Written instruction —
Please edit the stretch from the line containing "Box any blue bridle you see." through the line containing "0,0,624,258", swapping "rope harness" for "leather harness" and keeping everything else the same. Return only those lines.

Data extract —
########
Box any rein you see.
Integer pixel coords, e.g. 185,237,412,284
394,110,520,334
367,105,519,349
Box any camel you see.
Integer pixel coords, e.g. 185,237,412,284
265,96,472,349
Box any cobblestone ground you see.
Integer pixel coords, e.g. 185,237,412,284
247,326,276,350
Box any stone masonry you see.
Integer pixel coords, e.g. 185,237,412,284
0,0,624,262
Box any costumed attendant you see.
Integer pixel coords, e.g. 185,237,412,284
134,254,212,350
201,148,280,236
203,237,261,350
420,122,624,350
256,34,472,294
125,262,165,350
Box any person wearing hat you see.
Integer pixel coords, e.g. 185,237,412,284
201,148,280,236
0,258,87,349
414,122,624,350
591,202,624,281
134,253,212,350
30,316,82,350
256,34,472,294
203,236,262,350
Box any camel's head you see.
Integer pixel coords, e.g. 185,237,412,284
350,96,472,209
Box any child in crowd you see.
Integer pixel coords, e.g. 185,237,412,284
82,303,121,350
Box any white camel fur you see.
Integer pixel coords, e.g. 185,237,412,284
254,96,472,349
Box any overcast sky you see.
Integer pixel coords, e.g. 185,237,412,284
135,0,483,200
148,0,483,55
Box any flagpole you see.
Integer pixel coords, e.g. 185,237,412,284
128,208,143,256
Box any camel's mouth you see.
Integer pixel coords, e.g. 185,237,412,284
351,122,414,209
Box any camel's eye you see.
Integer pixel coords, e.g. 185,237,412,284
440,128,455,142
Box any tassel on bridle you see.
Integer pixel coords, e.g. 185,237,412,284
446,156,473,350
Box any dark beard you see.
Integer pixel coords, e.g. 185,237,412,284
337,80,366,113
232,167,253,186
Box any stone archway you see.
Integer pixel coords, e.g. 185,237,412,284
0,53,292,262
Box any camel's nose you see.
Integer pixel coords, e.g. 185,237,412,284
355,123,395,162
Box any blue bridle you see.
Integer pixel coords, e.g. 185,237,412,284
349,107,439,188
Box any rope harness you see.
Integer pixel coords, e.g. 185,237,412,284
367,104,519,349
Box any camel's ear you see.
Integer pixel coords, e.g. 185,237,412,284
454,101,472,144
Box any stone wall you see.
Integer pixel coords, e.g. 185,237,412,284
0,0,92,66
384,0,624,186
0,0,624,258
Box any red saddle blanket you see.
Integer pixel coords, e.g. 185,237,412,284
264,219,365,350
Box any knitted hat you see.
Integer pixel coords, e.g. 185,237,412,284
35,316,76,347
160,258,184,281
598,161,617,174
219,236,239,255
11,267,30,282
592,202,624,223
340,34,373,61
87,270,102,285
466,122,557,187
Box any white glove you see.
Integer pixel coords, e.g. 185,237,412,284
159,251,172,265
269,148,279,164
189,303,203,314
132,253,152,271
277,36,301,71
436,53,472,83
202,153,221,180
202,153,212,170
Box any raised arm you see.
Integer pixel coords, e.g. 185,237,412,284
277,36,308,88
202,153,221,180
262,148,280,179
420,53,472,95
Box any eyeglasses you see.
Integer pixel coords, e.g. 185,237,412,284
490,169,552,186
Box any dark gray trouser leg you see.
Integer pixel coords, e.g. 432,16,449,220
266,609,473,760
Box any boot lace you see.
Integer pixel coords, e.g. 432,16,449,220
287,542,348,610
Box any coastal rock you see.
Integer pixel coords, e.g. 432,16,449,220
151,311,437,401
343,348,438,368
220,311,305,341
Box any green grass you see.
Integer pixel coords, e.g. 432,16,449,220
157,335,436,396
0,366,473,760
########
Result of the exercise —
Box any blue bridle you see.
Integer pixel coords, e.g. 185,237,412,284
349,107,439,188
Box any leather harness you see.
Integer pixel coords, e.g. 185,237,412,284
367,104,519,349
Box any camel's ear you see.
Integer pixel coords, e.g. 185,237,412,284
454,101,472,144
Box any stone wall you see.
Integer pixel coords, e.g. 185,237,412,284
0,0,92,66
384,0,624,186
0,0,624,258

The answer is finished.